**TEXT**.
>>>

The characters and their stories are very interesting providing the needed personality to keep the reader engaged
It is funny and reads like a novel, very fast, easy and informative.
Reading this book you will understand the 2007-2010 financial crisis in the world.
If you are interested in economics and finance or are one of those still trying to figure out the Great Recession, this is a must read. ( )
  Haidji | Jul 7, 2015 |
I am fascinated so much by something I understand so little. This is THE story of our time, whose fallout still affects all of us. Lewis takes a LOT of information and distills it into the personalities of those on the short end of the sub-prime mortgage machine collapse. It's thrilling, though much of it is still beyond my grasp, and I want more. I'm not quite sure I yet understand why my favorite writer, Malcolm Gladwell, reveres Lewis to the degree that he does, but I'm eager to read more of his work so I can form a more cogent opinion.
1 vote MartinBodek | Jun 11, 2015 |

This book is primarily about greed. I would sum up the moral of this book with Proverbs 22:16:
He who oppresses the poor to make more for himself
Or who gives to the rich, will only come to poverty.

Lewis (The Blind Side, Liar's Poker) is one of the best nonfiction writers of our time, a fantastic storyteller. If you've not read his long-form article in Vanity Fair on the Greek debt crisis from last year, it's very much worth your time and you'll see why any efforts to keep Greece on the euro will ultimately fail.

This tells the story of some of the very few people who called the housing bubble correctly, put their money where their mouth was, and made hundreds of millions of dollars.

Michael Burry (this video posted by Bloomberg today tells his story), a former neurosurgeon turned California hedge fund manager who discovers he has Asperger syndrome during the course of his story. His Aspergers explain why he was so successful at consistently being ahead of the market, but also why he burnt out emotionally.

Steve Eisman, a cynical bond trader who also probably has some mental disorder, who often confronted CEOs and other people he saw as villains. He saw shorting the housing market as part of a greater crusade.

A trio of normal guys who start fund called Cornwall Capital, basically betting on "Black Swan" events, even when they didn't know what they were doing.

These guys didn't get famous like John Paulson, but Paulson might not have existed without Burry originating the idea. But these guys pioneered the market for credit default swaps on housing-related CDOs. For Burry and Cornwall, they got to experience the rough treatment that outsiders get from firms like Goldman Sachs-- who basically cheat their customers when they can. (What are you going to do, sue Goldman Sachs?)

The underlying greed of those making money off of housing is the central theme in this book.
"In Bakersfield, California, a Mexican strawberry picker with an income of $14,000 and no English was lent every penny he needed to buy a house for $724,000."

<<<

**WRITTEN PROBLEM 1**. Name the works by Lewis, other than the book under review, that the book reviews mention.
**WRITTEN PROBLEM 2**.
Do the book reviews support each of these statements? Answer yes or no for each, quoting the words that decide it.
(a) One review calls the book funny.
(b) Michael Burry was formerly a cardiologist.
(c) The review dated Jun 11, 2015 says the reviewer fully understands the material.
**WRITTEN PROBLEM 3**.
Answer from the book reviews:
(a) Where did the strawberry picker live?
(b) What fund did the trio of normal guys start?
(c) Who is the favorite writer of the reviewer MartinBodek?

**GIVEN RECORDS**.
>>>

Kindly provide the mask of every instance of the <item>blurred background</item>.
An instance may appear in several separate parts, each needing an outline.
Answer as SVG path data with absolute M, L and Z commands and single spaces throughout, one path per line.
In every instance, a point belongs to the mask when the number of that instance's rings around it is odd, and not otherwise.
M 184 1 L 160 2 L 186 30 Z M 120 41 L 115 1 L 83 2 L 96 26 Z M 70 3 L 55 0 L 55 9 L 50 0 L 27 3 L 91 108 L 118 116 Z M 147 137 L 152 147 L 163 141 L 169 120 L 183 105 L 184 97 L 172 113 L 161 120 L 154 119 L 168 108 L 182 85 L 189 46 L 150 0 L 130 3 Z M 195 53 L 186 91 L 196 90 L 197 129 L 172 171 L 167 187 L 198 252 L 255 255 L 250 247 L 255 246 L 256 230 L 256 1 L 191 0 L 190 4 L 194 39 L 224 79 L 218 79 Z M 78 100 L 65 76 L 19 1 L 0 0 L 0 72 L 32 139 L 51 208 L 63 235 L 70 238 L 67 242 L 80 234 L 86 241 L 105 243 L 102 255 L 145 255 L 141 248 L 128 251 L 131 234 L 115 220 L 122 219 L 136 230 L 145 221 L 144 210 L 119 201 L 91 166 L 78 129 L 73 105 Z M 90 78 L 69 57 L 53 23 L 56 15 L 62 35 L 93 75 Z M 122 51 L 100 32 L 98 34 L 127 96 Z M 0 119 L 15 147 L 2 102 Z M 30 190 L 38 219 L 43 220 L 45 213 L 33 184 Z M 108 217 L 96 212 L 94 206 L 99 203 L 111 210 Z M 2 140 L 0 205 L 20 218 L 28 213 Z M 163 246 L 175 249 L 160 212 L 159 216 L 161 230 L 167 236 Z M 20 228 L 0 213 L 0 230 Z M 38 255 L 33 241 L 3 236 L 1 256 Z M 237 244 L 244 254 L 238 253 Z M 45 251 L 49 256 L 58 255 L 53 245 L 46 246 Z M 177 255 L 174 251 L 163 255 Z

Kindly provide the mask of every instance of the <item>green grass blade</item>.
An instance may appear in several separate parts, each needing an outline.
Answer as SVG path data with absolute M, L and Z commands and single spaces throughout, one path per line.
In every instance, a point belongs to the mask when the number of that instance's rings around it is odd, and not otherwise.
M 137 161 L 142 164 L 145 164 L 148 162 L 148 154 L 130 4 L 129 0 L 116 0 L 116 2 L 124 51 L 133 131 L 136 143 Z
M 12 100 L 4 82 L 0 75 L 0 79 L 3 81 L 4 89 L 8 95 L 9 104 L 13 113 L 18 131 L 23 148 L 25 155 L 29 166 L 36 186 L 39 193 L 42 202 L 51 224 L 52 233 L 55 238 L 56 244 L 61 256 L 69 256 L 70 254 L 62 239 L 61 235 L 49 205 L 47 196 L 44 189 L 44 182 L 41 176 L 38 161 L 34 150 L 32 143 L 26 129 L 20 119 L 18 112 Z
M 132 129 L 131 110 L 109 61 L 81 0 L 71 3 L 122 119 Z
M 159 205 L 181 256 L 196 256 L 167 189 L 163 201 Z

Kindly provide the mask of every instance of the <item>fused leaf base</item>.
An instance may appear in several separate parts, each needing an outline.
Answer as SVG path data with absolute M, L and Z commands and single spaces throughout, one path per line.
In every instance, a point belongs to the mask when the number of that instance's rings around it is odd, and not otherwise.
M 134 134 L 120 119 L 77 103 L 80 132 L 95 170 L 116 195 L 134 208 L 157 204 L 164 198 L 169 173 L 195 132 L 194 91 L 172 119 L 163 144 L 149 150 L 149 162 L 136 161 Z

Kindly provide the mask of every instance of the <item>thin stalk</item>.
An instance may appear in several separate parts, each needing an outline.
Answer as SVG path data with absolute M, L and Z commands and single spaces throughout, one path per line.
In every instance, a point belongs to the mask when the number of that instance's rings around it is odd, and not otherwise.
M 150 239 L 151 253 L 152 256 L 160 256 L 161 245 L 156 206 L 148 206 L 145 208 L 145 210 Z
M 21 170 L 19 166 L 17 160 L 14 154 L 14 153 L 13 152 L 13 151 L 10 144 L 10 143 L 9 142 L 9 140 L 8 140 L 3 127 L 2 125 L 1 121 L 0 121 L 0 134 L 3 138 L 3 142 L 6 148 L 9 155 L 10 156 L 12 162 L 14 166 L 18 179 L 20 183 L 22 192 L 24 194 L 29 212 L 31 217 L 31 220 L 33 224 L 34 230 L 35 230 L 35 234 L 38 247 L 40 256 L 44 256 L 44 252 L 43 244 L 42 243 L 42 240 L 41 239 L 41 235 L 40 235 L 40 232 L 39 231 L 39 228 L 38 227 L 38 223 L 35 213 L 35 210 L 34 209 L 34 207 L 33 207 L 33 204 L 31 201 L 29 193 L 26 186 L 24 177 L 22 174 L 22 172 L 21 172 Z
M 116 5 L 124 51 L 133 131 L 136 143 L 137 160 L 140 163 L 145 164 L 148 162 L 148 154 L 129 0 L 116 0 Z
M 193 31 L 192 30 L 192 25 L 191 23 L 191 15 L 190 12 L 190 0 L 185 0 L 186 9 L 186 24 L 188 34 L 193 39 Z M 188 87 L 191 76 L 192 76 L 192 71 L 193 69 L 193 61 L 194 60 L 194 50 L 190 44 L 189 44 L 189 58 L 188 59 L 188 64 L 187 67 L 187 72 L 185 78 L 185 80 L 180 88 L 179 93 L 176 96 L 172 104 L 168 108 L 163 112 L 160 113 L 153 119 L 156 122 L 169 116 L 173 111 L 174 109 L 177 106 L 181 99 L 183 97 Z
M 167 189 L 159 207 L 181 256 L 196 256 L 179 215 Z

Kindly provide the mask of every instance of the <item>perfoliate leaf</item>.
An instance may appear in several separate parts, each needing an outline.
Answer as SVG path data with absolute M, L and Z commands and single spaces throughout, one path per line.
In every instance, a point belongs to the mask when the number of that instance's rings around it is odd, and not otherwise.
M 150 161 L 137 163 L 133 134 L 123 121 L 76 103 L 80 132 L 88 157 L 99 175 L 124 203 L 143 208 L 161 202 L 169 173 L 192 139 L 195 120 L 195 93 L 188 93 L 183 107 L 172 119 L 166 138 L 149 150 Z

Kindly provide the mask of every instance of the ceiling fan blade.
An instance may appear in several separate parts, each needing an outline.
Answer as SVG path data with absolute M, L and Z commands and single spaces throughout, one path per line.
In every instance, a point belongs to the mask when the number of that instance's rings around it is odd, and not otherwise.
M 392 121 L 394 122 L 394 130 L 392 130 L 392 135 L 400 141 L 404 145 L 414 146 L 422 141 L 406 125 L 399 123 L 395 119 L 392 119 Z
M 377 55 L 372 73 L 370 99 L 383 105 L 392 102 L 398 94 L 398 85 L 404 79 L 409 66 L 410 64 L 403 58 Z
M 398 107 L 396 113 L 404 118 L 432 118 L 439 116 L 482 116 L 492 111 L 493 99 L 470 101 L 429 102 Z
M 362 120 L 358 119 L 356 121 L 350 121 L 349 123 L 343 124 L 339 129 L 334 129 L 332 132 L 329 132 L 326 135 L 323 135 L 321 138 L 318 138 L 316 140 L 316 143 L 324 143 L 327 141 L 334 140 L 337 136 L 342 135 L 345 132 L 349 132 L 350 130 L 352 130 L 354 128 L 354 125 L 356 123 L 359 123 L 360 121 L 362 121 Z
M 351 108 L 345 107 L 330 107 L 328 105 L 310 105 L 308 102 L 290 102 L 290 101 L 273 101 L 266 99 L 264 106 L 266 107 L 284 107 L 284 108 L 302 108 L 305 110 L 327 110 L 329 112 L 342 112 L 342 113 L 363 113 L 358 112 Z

<<<

**TASK SOLUTION 1**.
- The Blind Side
- Liar's Poker
- His long-form article in Vanity Fair on the Greek debt crisis

**TASK SOLUTION 2**.
(a) Yes: "It is funny and reads like a novel"
(b) No: "a former neurosurgeon turned California hedge fund manager"
(c) No: "much of it is still beyond my grasp"

**TASK SOLUTION 3**.
(a) Bakersfield, California
(b) Cornwall Capital
(c) Malcolm Gladwell